──────── ENTRIES PROVIDED
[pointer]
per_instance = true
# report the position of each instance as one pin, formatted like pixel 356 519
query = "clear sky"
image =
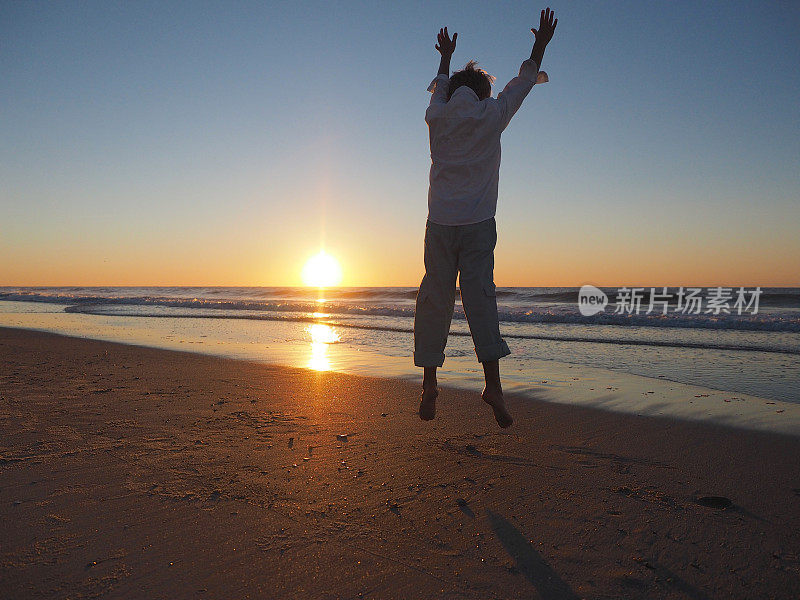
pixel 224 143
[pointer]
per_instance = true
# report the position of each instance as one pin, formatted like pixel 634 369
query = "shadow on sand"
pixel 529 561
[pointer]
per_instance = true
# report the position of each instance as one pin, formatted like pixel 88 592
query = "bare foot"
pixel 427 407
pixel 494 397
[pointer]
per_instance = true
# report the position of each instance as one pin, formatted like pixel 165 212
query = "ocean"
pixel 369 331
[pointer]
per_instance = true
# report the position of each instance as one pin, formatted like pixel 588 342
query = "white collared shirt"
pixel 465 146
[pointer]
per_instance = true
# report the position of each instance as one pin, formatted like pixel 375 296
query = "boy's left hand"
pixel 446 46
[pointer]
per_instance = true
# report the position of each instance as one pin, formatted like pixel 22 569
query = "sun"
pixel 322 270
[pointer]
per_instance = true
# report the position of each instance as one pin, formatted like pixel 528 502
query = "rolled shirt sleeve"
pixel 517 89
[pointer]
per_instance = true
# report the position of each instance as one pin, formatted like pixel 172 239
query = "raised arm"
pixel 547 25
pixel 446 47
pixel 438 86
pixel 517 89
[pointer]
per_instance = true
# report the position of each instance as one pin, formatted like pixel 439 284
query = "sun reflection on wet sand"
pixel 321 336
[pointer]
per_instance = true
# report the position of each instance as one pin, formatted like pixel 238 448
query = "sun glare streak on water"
────────────────
Output every entry verbatim but skip the pictures.

RESPONSE BOX -
[pointer]
per_instance = true
# report the position of each instance as one pin, formatted like pixel 356 519
query = "clear sky"
image =
pixel 224 143
[pointer]
per_instance = true
# report the position of each instance as one pin, formatted like pixel 634 369
query = "shadow on sand"
pixel 529 561
[pointer]
per_instance = true
# report the position of each instance as one pin, formatted like pixel 88 592
query = "bare foot"
pixel 427 407
pixel 494 397
[pointer]
per_instance = true
# report the position of each instance as one pin, formatted like pixel 165 212
query = "ocean"
pixel 369 331
[pointer]
per_instance = true
# report the position of each instance as one pin, formatted like pixel 588 342
query = "white collared shirt"
pixel 465 146
[pointer]
per_instance = true
# report the position of each instance as one pin, formatted like pixel 375 296
query = "boy's left hand"
pixel 446 46
[pointer]
per_instance = true
# report the position of each instance as one pin, formatted like pixel 22 569
query = "sun"
pixel 322 270
[pointer]
per_instance = true
# report the position of each instance as one pin, formatted like pixel 528 502
query = "rolled shirt sleeve"
pixel 517 89
[pointer]
per_instance = true
# report the position of each instance as one pin, formatted like pixel 172 239
query = "raised arm"
pixel 547 25
pixel 446 47
pixel 438 86
pixel 517 89
[pointer]
per_instance = true
# report the position of each instance as one pin, formatted like pixel 439 284
query = "sun reflection on wet sand"
pixel 321 336
[pointer]
per_instance = true
# report the position of each instance as one pin, formatted like pixel 238 448
query = "sun glare streak on water"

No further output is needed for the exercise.